--- START OF DATA RECORDS ---

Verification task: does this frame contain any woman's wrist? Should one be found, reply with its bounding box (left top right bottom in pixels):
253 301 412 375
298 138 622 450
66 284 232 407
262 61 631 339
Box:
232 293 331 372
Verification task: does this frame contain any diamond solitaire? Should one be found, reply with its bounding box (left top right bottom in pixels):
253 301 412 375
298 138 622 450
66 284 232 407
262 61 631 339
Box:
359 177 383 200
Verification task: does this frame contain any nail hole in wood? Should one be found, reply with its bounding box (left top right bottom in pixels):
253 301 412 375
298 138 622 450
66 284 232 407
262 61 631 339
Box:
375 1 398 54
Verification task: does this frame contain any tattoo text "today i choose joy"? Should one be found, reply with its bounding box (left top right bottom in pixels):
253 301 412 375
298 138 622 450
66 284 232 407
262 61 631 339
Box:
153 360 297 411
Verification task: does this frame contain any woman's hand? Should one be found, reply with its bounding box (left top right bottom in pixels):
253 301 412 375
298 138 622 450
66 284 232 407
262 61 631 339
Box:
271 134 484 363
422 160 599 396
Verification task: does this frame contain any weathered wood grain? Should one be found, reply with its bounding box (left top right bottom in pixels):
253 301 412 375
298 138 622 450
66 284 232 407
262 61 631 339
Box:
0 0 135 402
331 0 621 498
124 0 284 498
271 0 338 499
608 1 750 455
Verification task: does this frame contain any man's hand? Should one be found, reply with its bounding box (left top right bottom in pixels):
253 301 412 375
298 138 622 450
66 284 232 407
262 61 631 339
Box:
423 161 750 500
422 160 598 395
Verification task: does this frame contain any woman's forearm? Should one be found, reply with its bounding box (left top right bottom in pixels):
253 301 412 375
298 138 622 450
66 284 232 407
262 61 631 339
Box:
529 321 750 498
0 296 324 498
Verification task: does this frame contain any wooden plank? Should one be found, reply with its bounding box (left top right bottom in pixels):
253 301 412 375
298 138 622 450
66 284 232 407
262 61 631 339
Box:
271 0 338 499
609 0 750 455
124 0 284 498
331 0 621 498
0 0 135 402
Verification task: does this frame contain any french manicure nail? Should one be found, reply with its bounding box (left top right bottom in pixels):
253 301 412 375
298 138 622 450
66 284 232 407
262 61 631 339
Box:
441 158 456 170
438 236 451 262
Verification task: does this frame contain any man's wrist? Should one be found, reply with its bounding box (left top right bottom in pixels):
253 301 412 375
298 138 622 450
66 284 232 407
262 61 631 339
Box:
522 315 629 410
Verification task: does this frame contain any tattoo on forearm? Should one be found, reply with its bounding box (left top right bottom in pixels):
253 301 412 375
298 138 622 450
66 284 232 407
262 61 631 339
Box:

--- END OF DATA RECORDS ---

WRITTEN REQUEST:
Reproduce all of the entries above line for line, changing nothing.

WRITTEN ANSWER:
Verification task: does this frame contain any woman's wrist? Should one be found, reply with its bounding box (left top right bottom in pixels):
253 301 412 375
298 138 622 450
66 284 232 407
262 61 631 339
Box:
232 293 331 372
Verification task: does this frame contain any diamond solitaire? Should one be found, reply with its bounding box (left top right bottom in pixels):
253 301 412 375
298 138 622 450
66 284 232 407
262 61 631 339
Box:
359 177 383 200
Verification task: does this frame contain any nail hole in wood? Should one be found, reply with its bounding box (left top right bottom in pixels):
253 301 412 375
298 138 622 450
66 284 232 407
262 61 631 339
Box:
375 1 398 54
Verification task: does this frame contain any tattoo text "today i choose joy"? Should one be found, reply with its bounding box (left top right bottom in pixels):
253 301 412 375
298 138 622 450
66 284 232 407
262 61 631 339
Box:
153 360 297 411
Verification task: does this frame contain any woman's hand? Should one be found, reply with its bounding box (left top right bottom in pixels):
253 301 412 375
298 138 622 450
66 284 232 407
262 61 631 339
Box:
271 134 484 363
422 160 599 396
Verification task: does this frame contain any weathered wood grain? Should one be found, reply with its bounding box (left top right bottom in pixels):
253 301 412 375
298 138 622 450
66 284 232 407
262 61 631 339
Box:
0 0 135 402
331 0 621 498
124 0 284 498
271 0 338 499
608 1 750 455
Verification task: does this frame contain any man's hand? Should one be found, reply with its bounding box (left top right bottom in pixels):
253 301 412 375
298 138 622 450
66 284 232 407
262 61 631 339
Box:
423 161 750 500
422 160 598 395
Verification task: does this frame contain any woman's forearm? Should one be found, reply with its bounding box (left top right bottom in pixels):
253 301 412 375
298 138 622 450
66 284 232 407
262 61 631 339
Box:
529 321 750 498
0 296 324 498
Verification task: does this frame contain any wooden plank? Should one be found, reply with its bounding box (left top right bottom in pixels):
253 301 412 375
298 138 622 450
66 284 232 407
262 61 631 339
Box:
271 0 338 499
609 0 750 455
124 0 284 498
331 0 621 498
0 0 135 402
Verification task: does this frame contain any french manicure nail? Should one be found, reply with its bounding box (left top right bottom in pixels):
253 301 412 375
298 138 622 450
66 284 232 407
262 61 631 339
Box:
441 158 456 170
438 236 451 262
Verification task: does this frame contain any man's wrist? Should one be found, reply with its bounding box (left top right bottom in pixels):
253 301 412 375
298 138 622 450
66 284 232 407
262 61 631 339
Box:
522 315 629 410
Verification task: does this frame contain any tattoo on forearm? Should one be found, reply with its bounding box (left top right bottom in pixels):
253 301 412 375
298 138 622 450
66 284 232 407
262 61 631 339
Box:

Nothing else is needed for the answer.